Goal:
Output exactly, please, the lines of the records below from the one containing "If you could pin the player's raised" through the final line.
== Working data ==
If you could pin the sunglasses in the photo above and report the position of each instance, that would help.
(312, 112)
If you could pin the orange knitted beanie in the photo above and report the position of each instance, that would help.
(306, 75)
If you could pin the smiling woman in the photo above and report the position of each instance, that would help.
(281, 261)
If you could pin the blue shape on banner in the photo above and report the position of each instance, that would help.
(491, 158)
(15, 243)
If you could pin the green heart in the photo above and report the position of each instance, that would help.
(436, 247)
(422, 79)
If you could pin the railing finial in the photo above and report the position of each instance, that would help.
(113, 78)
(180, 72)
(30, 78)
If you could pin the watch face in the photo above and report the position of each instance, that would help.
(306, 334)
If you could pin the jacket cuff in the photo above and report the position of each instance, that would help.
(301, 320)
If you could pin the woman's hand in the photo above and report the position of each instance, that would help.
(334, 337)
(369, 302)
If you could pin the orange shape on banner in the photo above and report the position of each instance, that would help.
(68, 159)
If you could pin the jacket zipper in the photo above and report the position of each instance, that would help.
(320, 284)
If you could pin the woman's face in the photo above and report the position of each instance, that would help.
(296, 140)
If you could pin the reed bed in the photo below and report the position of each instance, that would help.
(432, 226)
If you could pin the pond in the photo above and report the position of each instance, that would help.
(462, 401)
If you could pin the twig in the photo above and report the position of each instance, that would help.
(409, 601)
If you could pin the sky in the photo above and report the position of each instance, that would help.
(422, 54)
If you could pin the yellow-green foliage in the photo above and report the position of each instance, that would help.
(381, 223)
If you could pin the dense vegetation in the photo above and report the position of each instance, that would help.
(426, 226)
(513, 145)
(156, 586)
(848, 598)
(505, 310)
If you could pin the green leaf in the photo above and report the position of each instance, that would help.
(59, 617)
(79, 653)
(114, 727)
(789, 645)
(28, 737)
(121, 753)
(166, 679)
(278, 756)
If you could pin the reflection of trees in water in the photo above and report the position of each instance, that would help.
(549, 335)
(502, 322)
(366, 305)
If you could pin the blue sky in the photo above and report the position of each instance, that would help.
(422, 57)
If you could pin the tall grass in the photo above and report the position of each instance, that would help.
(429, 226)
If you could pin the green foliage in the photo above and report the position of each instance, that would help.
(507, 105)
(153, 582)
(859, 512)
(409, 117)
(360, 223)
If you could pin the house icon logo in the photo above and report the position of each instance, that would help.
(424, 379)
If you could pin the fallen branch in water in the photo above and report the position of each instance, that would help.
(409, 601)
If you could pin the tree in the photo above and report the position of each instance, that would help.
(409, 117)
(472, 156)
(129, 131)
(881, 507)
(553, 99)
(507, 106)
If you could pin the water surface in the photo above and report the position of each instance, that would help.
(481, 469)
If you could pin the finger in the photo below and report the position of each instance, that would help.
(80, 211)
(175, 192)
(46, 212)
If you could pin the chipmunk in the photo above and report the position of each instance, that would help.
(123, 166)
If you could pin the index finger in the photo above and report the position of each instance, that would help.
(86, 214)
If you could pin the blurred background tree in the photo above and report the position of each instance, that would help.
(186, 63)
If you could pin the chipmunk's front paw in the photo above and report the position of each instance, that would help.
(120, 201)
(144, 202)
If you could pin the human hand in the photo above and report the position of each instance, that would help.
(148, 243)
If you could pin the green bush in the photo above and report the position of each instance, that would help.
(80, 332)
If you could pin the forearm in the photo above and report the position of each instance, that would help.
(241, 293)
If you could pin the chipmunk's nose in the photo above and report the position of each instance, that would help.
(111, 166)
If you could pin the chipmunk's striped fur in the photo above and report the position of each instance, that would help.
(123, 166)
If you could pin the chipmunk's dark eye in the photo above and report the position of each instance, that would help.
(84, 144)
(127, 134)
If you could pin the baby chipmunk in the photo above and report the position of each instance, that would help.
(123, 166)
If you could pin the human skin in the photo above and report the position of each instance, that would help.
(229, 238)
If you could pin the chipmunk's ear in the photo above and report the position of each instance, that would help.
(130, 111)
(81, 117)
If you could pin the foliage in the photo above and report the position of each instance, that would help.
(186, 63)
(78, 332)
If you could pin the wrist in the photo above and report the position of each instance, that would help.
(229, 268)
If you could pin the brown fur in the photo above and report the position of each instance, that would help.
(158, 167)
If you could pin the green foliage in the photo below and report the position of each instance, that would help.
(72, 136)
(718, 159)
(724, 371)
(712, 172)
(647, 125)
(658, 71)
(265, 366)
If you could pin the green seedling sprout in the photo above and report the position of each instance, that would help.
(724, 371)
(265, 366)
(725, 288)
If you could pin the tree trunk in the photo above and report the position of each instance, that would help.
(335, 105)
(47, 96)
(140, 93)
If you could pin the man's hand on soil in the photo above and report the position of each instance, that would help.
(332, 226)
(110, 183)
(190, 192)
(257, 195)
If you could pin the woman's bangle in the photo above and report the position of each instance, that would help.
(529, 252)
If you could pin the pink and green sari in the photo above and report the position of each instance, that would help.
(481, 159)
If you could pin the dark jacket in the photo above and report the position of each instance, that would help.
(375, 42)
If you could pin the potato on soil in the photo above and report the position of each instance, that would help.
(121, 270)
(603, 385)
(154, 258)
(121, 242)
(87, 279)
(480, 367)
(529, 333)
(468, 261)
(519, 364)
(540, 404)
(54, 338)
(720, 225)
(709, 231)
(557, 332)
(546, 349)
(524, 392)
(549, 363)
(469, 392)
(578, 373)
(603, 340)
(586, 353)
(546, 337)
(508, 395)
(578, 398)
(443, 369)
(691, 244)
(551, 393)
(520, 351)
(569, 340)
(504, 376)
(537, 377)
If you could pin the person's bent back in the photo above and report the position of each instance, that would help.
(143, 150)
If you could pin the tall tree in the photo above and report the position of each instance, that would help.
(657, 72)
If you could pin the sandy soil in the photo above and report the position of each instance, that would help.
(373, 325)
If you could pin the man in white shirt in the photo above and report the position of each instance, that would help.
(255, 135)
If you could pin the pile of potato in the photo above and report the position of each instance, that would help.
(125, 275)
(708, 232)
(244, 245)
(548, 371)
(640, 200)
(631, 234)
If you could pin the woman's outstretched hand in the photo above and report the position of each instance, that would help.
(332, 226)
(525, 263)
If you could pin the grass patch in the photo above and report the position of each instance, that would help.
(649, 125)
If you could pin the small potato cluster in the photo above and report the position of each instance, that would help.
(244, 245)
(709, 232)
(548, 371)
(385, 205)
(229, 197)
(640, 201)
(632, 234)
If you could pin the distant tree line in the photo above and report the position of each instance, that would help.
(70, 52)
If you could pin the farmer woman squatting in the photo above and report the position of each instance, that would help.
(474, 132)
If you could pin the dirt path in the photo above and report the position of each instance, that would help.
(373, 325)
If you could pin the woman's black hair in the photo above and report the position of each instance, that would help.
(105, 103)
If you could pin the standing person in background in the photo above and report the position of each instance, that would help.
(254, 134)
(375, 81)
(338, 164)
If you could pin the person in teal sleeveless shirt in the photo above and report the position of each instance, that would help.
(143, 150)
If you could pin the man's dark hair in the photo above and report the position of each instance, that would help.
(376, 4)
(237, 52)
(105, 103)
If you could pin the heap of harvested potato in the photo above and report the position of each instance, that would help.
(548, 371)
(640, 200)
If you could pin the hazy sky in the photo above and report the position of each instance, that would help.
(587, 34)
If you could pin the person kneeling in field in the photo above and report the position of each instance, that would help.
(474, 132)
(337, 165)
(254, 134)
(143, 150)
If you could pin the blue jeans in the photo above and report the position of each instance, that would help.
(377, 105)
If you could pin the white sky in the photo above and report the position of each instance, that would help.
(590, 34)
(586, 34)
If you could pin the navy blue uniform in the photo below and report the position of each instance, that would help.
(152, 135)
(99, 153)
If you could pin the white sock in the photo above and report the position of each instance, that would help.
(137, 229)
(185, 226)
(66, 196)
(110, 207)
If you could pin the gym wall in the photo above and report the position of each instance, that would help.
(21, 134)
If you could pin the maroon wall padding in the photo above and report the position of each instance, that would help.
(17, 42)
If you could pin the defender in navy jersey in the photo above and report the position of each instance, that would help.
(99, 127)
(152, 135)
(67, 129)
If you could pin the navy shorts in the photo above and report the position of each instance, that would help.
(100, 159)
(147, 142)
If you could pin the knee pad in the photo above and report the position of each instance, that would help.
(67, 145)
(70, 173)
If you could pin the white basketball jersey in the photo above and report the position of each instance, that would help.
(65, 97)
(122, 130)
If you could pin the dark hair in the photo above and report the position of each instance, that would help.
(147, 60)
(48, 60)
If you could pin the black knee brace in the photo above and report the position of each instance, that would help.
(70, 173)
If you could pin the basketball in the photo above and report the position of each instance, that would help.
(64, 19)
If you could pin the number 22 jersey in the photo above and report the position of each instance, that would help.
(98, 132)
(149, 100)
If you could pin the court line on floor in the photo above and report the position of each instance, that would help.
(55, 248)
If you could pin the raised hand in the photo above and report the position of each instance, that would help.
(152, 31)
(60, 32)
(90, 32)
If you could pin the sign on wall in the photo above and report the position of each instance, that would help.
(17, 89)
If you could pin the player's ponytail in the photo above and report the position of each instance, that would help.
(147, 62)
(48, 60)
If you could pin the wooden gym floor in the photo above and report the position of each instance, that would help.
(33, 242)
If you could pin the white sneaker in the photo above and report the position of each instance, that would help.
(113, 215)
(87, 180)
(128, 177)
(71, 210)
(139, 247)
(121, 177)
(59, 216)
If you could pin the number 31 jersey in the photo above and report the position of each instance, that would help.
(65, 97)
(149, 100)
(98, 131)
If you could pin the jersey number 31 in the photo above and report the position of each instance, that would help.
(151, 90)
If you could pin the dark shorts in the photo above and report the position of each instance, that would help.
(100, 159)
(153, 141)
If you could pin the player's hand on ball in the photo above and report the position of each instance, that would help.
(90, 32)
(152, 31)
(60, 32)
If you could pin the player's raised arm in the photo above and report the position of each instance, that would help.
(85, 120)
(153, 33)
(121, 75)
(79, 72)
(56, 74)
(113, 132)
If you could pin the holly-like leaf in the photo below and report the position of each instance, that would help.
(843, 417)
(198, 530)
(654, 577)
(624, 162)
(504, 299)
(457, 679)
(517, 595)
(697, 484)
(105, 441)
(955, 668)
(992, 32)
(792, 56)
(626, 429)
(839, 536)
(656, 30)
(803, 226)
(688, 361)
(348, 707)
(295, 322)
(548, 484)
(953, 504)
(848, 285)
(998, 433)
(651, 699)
===
Written response:
If you could pin the player's raised arm in the photo above and report the position of each instance, that would help.
(85, 120)
(153, 33)
(121, 75)
(79, 72)
(56, 74)
(113, 132)
If you could pin the holly-like leaf in the photo below and report the position of each instance, that would help.
(843, 417)
(198, 530)
(654, 577)
(624, 162)
(504, 299)
(457, 679)
(517, 595)
(697, 484)
(105, 441)
(955, 668)
(992, 32)
(792, 56)
(626, 429)
(839, 536)
(656, 30)
(803, 226)
(688, 361)
(348, 707)
(295, 322)
(548, 484)
(953, 504)
(848, 285)
(998, 433)
(651, 699)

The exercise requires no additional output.